- REQUIRED WORK: Write the next part of the Hamlet 2 review, picking up right after its final sentence.

- DOCUMENT TEXT:
My review of Little Shop of Horrors (1986) should be up tomorrow, and I must confess it takes the cake for my favorite movie at the moment. It's brilliant in so many ways. Is that more up your alley?



A PHD in Whiskey and Stonerology
I need to see Battle Royale. To be honest I'm not sure how you'll react to Suicide Club... to me it definitely seems like a love/hate kind of thing.



A PHD in Whiskey and Stonerology
A quick note before I start in here: Could someone please change the thread name to "TwIsTeD ReViEwS... from the Mind of Sawman3". I've tried to change it myself but... no go.

Anyway....

TwIsTeD ReViEw #3:
Hamlet 2

Review composed by Sawman3.

Hamlet 2. A film that promised comedy heaven, and certainly appeared as though it could deliver just that, with perhaps a dollop of genuinely good acting smack dab on top. Going into the theater to see this film, I was near rigid with anticipation. Woe was I when I realized, perhaps twenty minutes in, that Hamlet 2 was neither comedy heaven nor a healthy helping of good acting. In fact, I realized, Hamlet 2 is one of the most disappointing films of 2008 so far.

But before we really get going, allow me to backtrack a little and give those of you who aren't familiar with the film some basic background. Hamlet 2 is directed by Andrew Fleming, director of such films as Nancy Drew, and was written by Andrew Fleming in conjunction with the proud (rightly) co-writer of Team America: World Police and South Park: Bigger, Longer & Uncut, Pam Brady. Brady is also the writer of myriad South Park episodes and uncredited producer of Team America: World Police. If the choice for director/co-writer does not inspire great enthusiasm, than the writer certainly should. Steve Coogan plays the lead role of a failed actor-cum-high-school-drama teacher. Coogan has a number of respectable roles under his belt, having acted in, among other things, Tropic Thunder, Curb Your Enthusiasm, and Hot Fuzz.


Steve Coogan


So after reading the preceding paragraph, you're probably thinking that this reviewer must be off his rocker: nothing possibly could have gone wrong with this movie. Well, prepare to have your socks knocked off, Mr. Jump-to-Conclusions.

- SUPPLIED ENTRIES:
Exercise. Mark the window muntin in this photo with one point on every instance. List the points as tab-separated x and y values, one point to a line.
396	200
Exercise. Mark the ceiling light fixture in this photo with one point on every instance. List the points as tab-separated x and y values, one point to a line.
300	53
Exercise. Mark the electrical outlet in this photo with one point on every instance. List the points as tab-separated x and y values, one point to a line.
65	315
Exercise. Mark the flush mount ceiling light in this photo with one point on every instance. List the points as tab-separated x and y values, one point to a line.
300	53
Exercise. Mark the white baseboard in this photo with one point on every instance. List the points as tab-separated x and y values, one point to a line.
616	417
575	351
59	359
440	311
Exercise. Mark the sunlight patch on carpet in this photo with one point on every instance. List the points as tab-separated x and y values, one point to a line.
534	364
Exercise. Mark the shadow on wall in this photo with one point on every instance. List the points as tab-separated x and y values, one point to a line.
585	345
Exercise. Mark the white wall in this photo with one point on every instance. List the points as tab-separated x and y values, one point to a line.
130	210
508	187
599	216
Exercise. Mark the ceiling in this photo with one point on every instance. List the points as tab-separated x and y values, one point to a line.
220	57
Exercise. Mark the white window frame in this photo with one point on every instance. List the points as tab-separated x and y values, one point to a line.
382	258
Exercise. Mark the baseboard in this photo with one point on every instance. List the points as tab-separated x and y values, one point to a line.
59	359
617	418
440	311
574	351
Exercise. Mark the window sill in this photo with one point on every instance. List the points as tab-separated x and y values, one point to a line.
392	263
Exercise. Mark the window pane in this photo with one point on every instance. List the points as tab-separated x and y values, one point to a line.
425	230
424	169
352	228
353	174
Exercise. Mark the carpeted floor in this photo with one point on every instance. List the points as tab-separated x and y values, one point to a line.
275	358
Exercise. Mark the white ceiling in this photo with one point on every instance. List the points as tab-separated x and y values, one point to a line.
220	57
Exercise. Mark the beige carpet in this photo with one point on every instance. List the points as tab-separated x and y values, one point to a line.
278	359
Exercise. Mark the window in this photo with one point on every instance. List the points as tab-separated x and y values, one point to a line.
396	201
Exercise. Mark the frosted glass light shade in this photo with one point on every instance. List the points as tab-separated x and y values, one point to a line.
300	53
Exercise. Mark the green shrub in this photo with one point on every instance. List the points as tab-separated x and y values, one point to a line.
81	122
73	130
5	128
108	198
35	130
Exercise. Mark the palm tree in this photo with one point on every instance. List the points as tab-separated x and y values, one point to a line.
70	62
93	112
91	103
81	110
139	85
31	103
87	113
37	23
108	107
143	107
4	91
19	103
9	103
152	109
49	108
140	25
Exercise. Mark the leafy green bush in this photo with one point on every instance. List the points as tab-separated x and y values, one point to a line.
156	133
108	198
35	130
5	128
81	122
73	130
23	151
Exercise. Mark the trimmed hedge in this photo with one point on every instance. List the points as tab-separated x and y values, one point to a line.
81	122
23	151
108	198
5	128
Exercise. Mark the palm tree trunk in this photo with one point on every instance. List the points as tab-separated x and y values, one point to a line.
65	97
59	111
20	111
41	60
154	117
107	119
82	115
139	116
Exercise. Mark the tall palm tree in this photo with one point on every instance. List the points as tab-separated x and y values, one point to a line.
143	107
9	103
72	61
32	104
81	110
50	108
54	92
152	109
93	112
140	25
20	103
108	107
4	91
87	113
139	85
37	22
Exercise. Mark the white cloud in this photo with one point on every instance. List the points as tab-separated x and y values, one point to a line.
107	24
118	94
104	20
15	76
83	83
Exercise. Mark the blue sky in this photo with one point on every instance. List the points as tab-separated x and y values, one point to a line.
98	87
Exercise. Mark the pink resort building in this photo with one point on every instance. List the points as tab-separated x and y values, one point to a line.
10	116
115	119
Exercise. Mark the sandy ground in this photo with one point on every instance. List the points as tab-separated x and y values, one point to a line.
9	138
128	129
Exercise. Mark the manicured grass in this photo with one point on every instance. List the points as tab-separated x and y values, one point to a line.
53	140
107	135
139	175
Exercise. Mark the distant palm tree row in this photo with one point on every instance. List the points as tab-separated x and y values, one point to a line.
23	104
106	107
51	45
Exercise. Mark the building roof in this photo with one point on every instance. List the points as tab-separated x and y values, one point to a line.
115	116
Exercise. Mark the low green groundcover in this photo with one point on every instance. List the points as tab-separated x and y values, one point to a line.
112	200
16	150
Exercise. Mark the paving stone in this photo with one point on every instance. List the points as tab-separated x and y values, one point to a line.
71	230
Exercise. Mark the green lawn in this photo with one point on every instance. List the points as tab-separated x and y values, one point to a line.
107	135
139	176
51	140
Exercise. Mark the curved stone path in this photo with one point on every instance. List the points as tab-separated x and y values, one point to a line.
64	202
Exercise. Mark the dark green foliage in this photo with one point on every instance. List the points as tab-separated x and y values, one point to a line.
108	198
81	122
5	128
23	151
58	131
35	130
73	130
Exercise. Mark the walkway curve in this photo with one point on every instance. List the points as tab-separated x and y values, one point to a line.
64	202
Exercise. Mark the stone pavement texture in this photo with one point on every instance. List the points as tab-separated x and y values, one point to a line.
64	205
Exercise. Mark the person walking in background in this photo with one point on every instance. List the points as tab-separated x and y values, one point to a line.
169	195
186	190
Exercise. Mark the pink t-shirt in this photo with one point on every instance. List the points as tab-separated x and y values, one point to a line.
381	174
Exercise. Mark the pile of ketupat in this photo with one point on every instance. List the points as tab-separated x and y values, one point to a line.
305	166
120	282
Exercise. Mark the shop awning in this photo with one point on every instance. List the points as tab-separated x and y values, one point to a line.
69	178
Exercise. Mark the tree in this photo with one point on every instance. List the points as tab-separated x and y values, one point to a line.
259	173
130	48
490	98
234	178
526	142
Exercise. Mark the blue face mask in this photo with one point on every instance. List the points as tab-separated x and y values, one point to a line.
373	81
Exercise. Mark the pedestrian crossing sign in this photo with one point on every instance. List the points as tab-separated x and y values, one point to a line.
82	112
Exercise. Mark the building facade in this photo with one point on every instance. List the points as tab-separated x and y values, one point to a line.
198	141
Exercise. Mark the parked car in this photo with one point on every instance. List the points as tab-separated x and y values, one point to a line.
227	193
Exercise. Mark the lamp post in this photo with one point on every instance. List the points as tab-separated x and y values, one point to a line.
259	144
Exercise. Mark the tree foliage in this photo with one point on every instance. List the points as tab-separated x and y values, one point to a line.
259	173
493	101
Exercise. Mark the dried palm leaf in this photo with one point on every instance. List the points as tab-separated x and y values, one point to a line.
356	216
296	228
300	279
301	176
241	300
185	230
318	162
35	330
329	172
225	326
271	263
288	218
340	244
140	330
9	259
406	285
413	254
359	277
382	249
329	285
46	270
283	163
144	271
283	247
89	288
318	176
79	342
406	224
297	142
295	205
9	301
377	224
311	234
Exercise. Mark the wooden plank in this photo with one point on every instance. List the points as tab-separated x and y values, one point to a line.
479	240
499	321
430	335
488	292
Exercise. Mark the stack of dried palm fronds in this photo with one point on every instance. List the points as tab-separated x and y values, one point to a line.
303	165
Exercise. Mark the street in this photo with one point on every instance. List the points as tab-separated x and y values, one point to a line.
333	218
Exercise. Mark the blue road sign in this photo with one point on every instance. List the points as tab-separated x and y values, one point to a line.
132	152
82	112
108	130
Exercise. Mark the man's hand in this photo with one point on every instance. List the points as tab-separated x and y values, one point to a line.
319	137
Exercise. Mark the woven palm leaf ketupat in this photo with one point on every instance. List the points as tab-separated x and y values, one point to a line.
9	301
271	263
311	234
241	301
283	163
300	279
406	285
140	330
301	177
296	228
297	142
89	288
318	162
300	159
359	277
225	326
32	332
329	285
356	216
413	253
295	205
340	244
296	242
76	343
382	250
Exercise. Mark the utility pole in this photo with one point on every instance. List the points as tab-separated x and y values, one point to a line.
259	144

- RESULT BELOW:
Hamlet 2's biggest mistake lies in trying to draw out a variety of jokes and punchlines that are either: A) Visible from miles away, or B) Unsuited to anything except children's daytime television. For example, a little past the midway point of the film Coogan slams his hand in a door and then jumps around like a fool before having his hand removed and slumping against the door in agony. The sequence is too long, and the gag wasn't funny to begin with.

Then, of course, there's the story itself. Which is pretty good. But it sure doesn't look it here. The writing was absolutely butchered by Coogan and the two terrible actors that played the roles of Coogan's two most devoted students. Coogan over-acts when he should be subtle, and then proceeds to be subtle when he should act absurd. Picture Jim Carrey at his worst (A.K.A. rock-bottom), and you'll get the idea. This results in the story feeling bland at best and at worst apathetic.


Coogan has nothing to grin about.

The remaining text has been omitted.